## Rows from a pointing dataset
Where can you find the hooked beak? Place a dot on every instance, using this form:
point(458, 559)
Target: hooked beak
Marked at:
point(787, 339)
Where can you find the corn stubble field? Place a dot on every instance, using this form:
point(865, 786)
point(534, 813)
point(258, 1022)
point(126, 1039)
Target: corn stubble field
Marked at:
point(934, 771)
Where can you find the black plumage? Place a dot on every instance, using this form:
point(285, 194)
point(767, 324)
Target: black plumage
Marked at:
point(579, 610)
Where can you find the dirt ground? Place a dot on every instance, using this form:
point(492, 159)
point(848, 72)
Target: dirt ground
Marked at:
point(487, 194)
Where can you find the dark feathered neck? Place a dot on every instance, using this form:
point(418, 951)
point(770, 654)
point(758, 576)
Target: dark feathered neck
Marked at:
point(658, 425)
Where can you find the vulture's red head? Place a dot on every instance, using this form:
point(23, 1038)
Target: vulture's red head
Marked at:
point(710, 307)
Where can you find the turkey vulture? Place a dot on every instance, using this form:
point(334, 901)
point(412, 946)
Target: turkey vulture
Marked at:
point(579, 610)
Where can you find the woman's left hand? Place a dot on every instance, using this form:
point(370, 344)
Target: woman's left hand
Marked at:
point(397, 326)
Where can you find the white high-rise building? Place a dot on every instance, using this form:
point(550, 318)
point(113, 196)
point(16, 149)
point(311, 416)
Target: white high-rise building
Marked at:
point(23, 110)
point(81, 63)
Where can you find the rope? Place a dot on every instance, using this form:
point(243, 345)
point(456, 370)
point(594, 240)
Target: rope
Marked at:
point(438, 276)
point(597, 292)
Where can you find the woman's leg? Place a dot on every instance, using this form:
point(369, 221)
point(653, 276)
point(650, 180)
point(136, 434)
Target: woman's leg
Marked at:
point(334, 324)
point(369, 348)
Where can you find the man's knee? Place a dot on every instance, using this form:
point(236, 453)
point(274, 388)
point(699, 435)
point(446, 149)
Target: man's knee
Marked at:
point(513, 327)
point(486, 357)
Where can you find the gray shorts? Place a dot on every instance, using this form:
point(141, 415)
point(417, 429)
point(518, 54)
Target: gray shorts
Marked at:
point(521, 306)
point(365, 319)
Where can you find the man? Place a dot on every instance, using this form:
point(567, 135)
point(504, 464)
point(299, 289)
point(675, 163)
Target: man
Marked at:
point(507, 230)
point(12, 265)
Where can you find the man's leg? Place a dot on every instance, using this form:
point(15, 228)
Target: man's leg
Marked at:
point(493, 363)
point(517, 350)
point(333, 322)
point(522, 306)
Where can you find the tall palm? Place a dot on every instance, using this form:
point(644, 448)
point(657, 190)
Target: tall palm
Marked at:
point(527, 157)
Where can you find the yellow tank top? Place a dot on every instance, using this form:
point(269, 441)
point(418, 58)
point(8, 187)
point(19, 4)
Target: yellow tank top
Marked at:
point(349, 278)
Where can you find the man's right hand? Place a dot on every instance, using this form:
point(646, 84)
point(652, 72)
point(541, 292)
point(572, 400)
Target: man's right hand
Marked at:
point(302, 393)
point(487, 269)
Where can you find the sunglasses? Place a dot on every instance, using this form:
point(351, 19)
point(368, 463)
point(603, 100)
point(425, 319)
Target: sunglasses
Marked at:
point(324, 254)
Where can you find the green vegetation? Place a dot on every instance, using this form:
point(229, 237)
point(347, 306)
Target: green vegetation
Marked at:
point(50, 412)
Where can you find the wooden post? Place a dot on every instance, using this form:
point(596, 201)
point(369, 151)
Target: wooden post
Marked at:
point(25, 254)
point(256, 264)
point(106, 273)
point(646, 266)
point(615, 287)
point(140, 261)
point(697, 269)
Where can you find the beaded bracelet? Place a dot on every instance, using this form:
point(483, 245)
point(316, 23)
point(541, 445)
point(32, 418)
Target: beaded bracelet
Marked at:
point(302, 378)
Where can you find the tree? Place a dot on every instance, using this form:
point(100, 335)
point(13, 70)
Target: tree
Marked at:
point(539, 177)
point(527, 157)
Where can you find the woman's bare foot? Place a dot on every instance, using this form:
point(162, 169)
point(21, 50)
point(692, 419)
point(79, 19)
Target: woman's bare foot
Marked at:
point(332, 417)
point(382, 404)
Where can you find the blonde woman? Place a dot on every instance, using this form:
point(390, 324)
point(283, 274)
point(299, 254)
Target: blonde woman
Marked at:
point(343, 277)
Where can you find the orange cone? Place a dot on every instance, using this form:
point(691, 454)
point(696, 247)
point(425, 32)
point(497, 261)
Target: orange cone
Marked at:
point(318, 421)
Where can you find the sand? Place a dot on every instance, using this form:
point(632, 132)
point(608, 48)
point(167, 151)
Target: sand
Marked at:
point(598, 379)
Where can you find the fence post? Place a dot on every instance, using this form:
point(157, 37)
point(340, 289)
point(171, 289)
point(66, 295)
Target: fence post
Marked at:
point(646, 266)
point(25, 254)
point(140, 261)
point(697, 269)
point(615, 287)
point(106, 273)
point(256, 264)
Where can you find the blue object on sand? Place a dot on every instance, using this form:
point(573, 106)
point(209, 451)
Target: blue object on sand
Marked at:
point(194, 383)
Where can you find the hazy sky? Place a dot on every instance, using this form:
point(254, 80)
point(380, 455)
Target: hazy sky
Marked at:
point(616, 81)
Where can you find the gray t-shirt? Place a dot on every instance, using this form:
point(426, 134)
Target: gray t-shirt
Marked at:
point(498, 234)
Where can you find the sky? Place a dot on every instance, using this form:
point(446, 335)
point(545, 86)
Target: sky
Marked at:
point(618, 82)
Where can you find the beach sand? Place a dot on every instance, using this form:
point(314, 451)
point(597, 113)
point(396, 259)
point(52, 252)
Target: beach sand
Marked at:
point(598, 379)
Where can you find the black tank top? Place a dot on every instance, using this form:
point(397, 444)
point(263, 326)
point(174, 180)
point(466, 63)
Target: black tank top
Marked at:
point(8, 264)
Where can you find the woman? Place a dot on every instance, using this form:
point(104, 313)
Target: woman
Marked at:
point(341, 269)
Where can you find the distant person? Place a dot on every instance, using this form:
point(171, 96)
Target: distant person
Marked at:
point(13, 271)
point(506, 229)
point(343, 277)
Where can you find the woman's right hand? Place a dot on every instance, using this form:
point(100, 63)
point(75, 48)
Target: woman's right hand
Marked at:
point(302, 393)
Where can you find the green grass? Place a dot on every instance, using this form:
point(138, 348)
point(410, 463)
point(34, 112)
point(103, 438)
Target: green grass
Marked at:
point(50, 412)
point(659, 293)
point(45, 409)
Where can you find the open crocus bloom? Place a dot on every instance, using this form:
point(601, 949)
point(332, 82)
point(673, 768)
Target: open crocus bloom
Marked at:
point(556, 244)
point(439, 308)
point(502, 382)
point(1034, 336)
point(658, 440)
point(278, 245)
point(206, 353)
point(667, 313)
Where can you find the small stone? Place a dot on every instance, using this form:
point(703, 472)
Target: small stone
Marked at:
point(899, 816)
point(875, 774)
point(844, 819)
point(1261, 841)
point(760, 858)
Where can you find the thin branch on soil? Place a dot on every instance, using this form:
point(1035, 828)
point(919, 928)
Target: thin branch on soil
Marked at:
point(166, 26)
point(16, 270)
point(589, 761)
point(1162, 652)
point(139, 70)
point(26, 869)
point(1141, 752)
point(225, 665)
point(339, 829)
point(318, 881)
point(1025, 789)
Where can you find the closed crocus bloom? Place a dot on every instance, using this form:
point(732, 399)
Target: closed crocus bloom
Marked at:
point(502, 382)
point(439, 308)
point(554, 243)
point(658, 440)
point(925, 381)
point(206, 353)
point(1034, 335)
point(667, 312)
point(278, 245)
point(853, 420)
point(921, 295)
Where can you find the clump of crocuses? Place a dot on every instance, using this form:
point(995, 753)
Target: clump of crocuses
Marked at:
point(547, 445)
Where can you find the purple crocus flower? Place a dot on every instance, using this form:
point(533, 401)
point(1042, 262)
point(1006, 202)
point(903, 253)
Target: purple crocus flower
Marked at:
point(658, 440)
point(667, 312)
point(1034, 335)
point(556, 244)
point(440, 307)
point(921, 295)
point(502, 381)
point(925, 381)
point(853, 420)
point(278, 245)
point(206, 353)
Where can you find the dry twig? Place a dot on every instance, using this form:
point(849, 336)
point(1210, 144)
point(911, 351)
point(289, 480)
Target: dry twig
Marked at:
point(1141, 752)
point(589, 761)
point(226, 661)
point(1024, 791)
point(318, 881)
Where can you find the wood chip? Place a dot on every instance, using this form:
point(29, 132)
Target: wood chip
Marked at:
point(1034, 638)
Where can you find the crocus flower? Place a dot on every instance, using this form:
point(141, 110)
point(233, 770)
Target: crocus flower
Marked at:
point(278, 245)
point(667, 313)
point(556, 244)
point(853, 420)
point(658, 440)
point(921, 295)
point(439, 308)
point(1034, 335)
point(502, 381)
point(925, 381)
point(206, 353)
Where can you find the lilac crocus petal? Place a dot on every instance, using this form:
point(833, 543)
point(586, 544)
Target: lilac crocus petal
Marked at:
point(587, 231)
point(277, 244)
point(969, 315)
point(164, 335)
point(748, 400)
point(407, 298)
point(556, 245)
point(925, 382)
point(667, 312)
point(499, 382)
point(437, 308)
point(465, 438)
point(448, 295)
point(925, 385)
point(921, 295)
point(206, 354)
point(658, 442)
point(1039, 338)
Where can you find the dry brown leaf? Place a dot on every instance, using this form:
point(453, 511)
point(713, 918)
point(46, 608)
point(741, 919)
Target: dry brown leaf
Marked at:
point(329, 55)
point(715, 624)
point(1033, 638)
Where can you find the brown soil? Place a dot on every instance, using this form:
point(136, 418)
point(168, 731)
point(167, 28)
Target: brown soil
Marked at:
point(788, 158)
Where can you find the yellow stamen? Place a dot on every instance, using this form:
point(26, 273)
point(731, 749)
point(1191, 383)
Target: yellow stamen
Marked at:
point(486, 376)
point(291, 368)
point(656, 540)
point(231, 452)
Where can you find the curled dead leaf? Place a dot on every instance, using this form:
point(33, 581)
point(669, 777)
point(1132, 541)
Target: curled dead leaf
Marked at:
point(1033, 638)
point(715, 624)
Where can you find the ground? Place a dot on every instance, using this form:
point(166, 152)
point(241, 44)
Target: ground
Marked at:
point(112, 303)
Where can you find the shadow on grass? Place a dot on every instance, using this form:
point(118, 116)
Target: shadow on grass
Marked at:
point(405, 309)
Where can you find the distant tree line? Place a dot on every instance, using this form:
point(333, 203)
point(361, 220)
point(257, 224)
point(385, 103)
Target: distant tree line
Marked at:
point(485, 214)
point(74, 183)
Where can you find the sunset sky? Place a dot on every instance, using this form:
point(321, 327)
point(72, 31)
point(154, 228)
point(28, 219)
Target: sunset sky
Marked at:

## What is being asked
Reproduce precisely the span of lines that begins at the line containing "Where can you find the shadow" and ends with the last line of the listing.

## The output
Where can you find the shadow on grass? Place a dot on every instance, using this form:
point(118, 116)
Target: shadow on grass
Marked at:
point(405, 309)
Where can you find the distant tree line? Place a dot on every instance, using this form:
point(333, 203)
point(361, 220)
point(257, 224)
point(385, 103)
Target: distant tree line
Marked at:
point(485, 214)
point(74, 183)
Where can you find the sunset sky? Place a dot on every instance, using this form:
point(321, 327)
point(72, 31)
point(154, 228)
point(28, 219)
Target: sunset sky
Marked at:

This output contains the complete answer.